Activity: Below is a listing from which only part is wanted; return exactly the lines from the one with "Need: a marker for each instance of the background" up to and including the one with "Target: wall mounted light sconce".

Raw data:

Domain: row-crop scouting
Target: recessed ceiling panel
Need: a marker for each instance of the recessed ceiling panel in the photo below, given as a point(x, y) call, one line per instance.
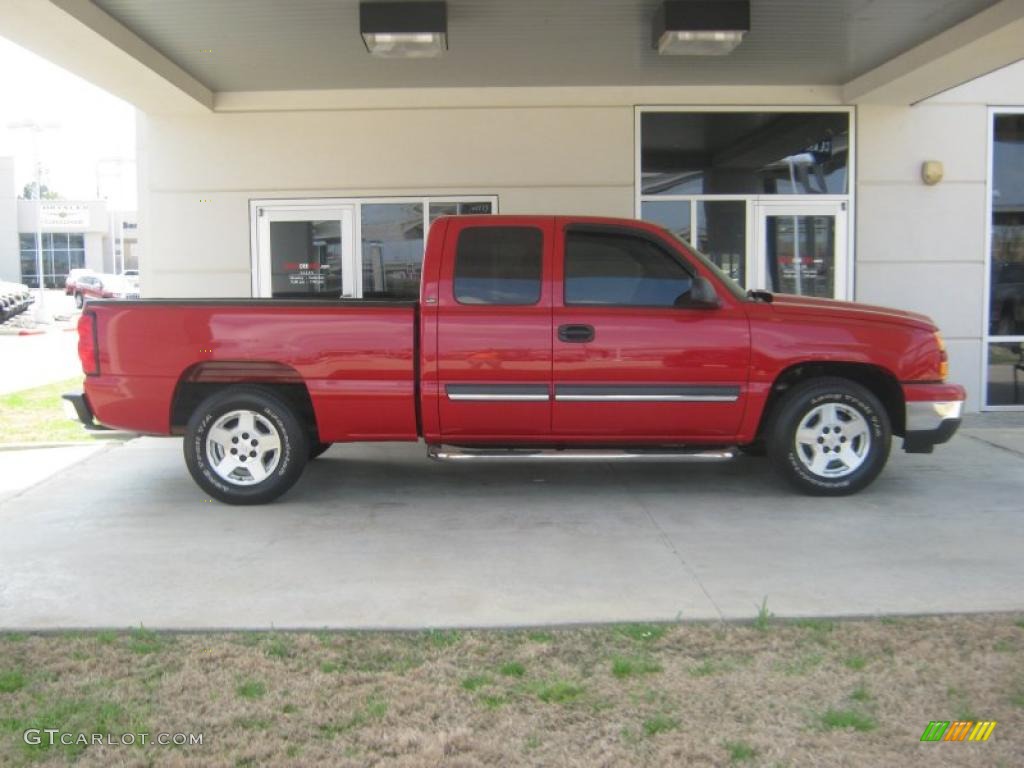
point(233, 45)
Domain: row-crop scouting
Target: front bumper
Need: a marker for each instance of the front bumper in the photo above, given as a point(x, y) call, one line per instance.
point(931, 422)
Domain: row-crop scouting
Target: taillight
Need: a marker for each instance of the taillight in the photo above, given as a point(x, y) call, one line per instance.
point(943, 356)
point(88, 348)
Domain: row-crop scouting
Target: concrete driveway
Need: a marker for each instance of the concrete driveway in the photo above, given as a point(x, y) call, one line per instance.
point(377, 536)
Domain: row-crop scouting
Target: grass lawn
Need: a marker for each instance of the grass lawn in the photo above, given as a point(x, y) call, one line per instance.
point(772, 693)
point(37, 415)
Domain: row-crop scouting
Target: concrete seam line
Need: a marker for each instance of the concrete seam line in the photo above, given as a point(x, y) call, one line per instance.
point(1015, 452)
point(672, 546)
point(35, 445)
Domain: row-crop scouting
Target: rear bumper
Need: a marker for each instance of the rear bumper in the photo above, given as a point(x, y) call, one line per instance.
point(77, 407)
point(933, 415)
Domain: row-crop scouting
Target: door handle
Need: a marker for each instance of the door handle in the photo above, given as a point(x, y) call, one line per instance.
point(576, 334)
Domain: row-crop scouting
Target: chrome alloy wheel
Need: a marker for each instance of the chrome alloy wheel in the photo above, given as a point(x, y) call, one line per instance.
point(833, 440)
point(243, 448)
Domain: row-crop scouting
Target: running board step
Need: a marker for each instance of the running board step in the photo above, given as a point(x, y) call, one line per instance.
point(454, 453)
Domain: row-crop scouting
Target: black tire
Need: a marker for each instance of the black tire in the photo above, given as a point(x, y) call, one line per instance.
point(271, 413)
point(840, 475)
point(316, 449)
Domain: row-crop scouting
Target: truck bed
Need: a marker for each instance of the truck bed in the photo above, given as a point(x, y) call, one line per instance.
point(357, 358)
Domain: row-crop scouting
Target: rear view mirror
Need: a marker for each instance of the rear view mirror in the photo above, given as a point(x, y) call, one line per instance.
point(701, 295)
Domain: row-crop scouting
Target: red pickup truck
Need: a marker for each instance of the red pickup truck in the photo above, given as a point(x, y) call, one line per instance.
point(536, 336)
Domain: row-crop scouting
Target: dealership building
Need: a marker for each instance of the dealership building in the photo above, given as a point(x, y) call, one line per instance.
point(848, 150)
point(72, 235)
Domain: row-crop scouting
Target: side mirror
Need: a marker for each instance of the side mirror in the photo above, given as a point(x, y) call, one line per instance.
point(700, 296)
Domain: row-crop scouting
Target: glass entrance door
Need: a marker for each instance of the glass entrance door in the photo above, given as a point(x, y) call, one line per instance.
point(307, 253)
point(801, 249)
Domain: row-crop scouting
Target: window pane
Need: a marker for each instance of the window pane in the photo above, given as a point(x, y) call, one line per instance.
point(622, 270)
point(392, 250)
point(305, 258)
point(452, 209)
point(1006, 374)
point(673, 215)
point(499, 265)
point(801, 254)
point(743, 153)
point(29, 273)
point(722, 236)
point(1007, 297)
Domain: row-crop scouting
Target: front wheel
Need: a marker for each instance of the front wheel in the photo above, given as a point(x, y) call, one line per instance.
point(245, 445)
point(830, 437)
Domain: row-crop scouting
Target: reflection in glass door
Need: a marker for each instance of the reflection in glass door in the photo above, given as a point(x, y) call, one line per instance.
point(307, 253)
point(801, 249)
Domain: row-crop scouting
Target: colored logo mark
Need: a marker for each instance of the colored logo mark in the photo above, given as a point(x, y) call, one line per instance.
point(958, 730)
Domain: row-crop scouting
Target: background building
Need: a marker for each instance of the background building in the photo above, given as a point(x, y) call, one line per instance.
point(75, 233)
point(272, 139)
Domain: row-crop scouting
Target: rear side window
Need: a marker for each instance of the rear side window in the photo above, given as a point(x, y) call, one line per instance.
point(498, 265)
point(622, 270)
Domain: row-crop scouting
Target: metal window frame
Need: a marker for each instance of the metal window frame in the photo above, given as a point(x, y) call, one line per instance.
point(256, 206)
point(753, 200)
point(986, 337)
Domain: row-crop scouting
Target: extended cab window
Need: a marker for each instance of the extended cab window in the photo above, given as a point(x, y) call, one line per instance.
point(498, 265)
point(622, 269)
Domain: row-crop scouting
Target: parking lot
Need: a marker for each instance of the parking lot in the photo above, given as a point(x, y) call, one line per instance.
point(378, 536)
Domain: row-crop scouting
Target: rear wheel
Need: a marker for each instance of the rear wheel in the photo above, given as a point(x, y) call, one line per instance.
point(245, 445)
point(830, 436)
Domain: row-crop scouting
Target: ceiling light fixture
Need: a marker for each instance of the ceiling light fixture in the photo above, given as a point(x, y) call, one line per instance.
point(700, 28)
point(407, 30)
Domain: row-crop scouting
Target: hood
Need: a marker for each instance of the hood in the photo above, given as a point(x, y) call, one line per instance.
point(854, 310)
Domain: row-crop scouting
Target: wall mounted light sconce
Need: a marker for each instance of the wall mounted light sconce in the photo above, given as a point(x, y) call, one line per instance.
point(932, 172)
point(404, 30)
point(700, 28)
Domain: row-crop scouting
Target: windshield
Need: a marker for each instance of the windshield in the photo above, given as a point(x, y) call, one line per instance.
point(734, 288)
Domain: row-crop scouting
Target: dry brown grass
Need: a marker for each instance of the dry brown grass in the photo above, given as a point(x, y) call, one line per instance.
point(689, 694)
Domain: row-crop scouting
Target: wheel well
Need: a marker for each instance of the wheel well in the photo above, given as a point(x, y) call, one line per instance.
point(881, 383)
point(201, 381)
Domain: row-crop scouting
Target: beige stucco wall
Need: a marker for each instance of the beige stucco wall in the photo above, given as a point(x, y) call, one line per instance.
point(540, 151)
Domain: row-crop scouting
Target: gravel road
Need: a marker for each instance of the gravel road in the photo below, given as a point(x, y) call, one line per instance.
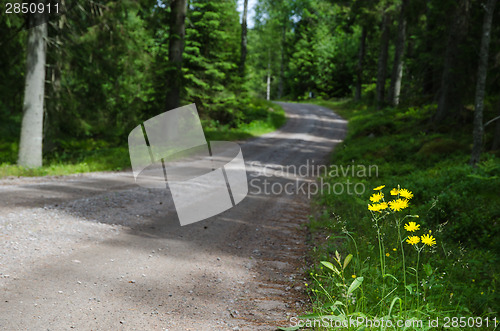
point(97, 252)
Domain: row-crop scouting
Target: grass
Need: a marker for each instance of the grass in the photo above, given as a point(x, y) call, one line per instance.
point(97, 155)
point(459, 275)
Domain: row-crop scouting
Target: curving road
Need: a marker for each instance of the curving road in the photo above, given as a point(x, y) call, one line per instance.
point(96, 252)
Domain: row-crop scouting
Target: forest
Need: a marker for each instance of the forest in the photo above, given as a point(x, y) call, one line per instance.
point(418, 81)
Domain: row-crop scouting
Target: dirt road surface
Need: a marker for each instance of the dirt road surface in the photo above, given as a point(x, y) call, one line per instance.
point(97, 252)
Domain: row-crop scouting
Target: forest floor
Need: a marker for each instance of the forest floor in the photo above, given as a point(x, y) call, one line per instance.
point(95, 251)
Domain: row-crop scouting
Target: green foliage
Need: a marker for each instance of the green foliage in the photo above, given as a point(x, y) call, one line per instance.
point(211, 56)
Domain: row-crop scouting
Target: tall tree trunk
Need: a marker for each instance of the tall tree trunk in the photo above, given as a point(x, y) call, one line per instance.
point(178, 10)
point(449, 96)
point(30, 146)
point(268, 90)
point(361, 57)
point(481, 83)
point(397, 68)
point(282, 63)
point(243, 38)
point(382, 59)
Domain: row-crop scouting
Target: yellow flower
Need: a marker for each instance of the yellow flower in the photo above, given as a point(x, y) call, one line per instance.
point(398, 204)
point(405, 193)
point(378, 206)
point(412, 226)
point(376, 197)
point(428, 239)
point(413, 240)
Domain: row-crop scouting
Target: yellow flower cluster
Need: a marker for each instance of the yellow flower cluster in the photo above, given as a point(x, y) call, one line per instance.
point(412, 227)
point(378, 206)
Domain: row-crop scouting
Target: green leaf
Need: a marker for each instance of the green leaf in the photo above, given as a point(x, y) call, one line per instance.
point(327, 264)
point(355, 284)
point(392, 305)
point(331, 267)
point(347, 260)
point(428, 269)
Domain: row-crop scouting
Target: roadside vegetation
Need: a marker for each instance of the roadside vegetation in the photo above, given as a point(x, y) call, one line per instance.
point(423, 241)
point(85, 155)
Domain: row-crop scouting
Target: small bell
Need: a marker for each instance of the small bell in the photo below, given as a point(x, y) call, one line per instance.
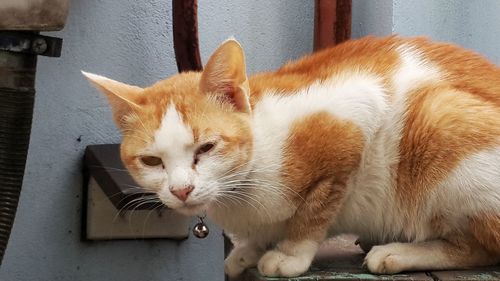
point(200, 230)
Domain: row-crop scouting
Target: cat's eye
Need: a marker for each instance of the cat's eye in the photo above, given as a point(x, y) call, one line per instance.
point(152, 161)
point(202, 150)
point(205, 148)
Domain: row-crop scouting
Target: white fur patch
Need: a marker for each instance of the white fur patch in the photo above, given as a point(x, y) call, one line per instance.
point(172, 141)
point(475, 185)
point(373, 186)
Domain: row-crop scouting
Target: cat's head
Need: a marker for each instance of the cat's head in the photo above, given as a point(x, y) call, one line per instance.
point(186, 138)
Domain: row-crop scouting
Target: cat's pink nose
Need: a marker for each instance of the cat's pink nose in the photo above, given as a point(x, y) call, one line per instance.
point(182, 192)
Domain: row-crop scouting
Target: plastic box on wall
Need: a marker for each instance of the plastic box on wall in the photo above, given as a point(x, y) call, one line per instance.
point(40, 15)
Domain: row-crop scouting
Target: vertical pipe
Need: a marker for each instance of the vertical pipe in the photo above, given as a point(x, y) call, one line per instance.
point(17, 93)
point(332, 22)
point(185, 29)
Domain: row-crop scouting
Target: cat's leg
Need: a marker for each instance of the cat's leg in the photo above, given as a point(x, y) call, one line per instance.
point(243, 256)
point(305, 231)
point(431, 255)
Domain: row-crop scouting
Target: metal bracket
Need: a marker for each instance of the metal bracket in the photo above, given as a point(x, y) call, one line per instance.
point(30, 43)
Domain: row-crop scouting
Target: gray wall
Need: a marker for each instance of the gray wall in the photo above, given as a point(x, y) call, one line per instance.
point(473, 24)
point(131, 41)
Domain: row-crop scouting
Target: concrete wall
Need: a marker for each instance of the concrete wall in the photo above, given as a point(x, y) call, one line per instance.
point(471, 24)
point(130, 41)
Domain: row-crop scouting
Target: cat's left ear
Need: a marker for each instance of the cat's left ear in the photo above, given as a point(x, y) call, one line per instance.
point(122, 98)
point(225, 76)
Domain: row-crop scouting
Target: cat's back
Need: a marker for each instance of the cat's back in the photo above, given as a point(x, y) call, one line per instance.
point(434, 107)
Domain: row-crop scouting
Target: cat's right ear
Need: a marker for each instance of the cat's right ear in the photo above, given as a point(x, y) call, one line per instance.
point(122, 97)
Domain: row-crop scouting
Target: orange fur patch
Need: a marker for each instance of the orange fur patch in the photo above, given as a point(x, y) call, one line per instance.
point(443, 126)
point(320, 154)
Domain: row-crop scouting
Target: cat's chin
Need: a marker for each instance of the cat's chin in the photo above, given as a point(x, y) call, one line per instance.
point(193, 209)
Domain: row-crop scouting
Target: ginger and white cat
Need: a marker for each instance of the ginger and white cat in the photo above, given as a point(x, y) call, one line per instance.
point(395, 140)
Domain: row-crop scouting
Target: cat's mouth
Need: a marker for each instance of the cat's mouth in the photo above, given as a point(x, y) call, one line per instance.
point(192, 208)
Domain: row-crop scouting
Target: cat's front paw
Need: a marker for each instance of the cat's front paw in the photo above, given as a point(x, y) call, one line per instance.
point(276, 263)
point(385, 259)
point(240, 259)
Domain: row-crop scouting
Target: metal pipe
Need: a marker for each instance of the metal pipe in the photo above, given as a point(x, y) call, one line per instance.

Worked solution:
Need: a marker for each instance of the background building in the photo above, given as a point(x, y) call, one line per instance.
point(75, 233)
point(272, 139)
Domain: row-crop scouting
Target: rear side window
Need: a marker for each instance of the rear side window in the photo above, given as a point(x, y) call, one line per instance.
point(498, 265)
point(622, 270)
Domain: row-crop scouting
Target: metal window frame
Need: a marker for each instance of the metal window frame in the photo above, given as a point(x, y) call, one line per instance.
point(256, 206)
point(753, 200)
point(986, 337)
Domain: row-crop scouting
Target: extended cab window
Need: a marker for each instance of the extended cab window in the photo above, given as a point(x, y) call, one line per instance.
point(498, 265)
point(622, 269)
Domain: row-crop scouting
Target: parking lot
Need: a marker for each instance of the parking lot in the photo above, given as a point(x, y) call, one line per instance.
point(378, 536)
Domain: row-crop scouting
Target: rear wheel
Need: a marker for each instance of the rear wheel in the photo above, given as a point(x, y) call, one line per instance.
point(245, 445)
point(830, 436)
Domain: row-crop scouting
Target: ceiling light fixture
Need: a marker for each instance of the ceiling light fixture in the photo above, given as a point(x, y) call, one line per instance.
point(700, 28)
point(407, 30)
Domain: row-crop scouting
Target: hood
Need: a marker for each instance of the hood in the photo above, given as a point(x, y) call, one line per instance.
point(854, 310)
Domain: row-crop scouting
Target: wall mounted light sconce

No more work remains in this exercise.